◆ **PROBLEM DETAILS**
Gather every line in the items below that contains the word "driveway", and copy each of those lines.

# start of TASK INPUTS

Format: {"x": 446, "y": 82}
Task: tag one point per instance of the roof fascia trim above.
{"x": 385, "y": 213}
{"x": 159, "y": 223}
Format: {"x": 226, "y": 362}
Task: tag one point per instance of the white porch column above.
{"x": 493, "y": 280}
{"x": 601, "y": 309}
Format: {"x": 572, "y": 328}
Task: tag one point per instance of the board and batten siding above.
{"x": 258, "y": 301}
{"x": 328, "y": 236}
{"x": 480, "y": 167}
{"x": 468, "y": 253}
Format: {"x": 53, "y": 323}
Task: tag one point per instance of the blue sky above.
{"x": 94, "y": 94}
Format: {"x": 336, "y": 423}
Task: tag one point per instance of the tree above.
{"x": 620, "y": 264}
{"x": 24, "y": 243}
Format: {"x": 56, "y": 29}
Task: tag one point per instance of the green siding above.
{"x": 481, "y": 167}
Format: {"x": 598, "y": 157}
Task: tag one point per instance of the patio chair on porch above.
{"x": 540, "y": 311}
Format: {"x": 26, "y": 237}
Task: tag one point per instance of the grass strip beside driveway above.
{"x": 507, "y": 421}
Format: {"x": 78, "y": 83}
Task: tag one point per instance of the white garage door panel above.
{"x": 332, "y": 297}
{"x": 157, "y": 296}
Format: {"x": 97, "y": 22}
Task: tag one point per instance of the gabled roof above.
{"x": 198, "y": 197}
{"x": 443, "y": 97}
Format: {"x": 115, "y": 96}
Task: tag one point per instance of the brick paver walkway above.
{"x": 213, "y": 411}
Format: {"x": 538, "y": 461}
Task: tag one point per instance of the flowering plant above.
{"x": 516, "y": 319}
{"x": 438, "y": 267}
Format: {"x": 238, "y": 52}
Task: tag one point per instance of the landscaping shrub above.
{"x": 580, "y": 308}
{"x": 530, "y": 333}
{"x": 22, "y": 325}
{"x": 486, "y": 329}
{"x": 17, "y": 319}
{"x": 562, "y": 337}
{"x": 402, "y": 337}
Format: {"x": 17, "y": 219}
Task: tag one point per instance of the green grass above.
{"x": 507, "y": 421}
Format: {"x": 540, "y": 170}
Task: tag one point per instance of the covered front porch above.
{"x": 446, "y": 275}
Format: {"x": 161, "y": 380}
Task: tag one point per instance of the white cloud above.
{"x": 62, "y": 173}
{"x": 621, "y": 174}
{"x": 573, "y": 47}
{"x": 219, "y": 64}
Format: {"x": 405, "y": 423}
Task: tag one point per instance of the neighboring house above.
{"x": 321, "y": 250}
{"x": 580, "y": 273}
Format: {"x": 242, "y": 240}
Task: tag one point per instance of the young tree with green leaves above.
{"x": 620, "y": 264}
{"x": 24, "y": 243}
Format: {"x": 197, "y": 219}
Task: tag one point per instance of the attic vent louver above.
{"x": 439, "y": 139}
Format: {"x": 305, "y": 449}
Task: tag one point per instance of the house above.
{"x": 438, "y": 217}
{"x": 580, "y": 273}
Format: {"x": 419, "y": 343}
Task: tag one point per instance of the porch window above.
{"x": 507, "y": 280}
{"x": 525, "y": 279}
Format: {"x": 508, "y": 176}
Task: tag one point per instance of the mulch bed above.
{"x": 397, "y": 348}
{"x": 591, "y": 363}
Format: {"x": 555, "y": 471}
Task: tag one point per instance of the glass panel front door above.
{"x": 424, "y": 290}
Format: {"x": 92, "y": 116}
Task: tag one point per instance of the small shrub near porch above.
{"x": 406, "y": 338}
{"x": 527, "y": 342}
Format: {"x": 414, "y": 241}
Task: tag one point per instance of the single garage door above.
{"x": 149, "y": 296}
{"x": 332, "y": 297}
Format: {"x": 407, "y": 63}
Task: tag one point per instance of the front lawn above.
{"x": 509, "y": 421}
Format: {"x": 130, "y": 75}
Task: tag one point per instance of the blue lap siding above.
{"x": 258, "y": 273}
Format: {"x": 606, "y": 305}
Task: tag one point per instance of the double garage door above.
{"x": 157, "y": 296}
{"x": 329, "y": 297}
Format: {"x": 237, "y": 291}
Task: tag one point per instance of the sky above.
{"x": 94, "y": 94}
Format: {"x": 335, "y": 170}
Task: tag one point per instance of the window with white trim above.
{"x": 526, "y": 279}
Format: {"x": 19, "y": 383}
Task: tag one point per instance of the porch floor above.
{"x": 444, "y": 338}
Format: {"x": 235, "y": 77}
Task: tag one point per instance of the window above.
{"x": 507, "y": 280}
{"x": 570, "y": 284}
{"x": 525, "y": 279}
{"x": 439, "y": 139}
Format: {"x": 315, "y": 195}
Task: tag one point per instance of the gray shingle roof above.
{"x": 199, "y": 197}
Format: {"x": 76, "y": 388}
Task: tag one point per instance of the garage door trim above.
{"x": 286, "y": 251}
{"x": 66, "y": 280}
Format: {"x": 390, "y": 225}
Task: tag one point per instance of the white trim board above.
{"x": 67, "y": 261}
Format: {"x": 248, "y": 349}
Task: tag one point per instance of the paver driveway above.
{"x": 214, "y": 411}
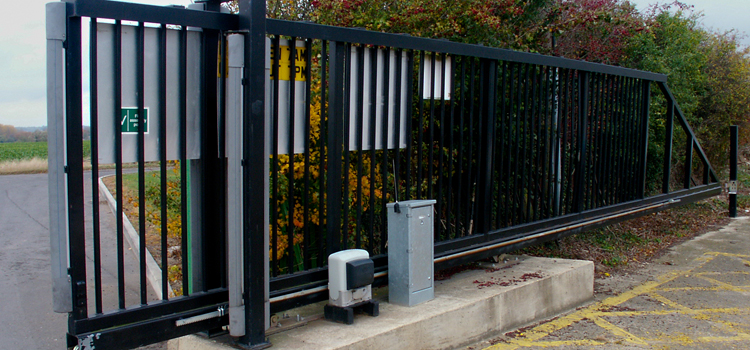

# end of TASK INPUTS

◆ **ANSWER BELOW**
Task: tag one point per instance of the grass strip beside driveway above.
Task: tag one point per instance of the paver driveway above.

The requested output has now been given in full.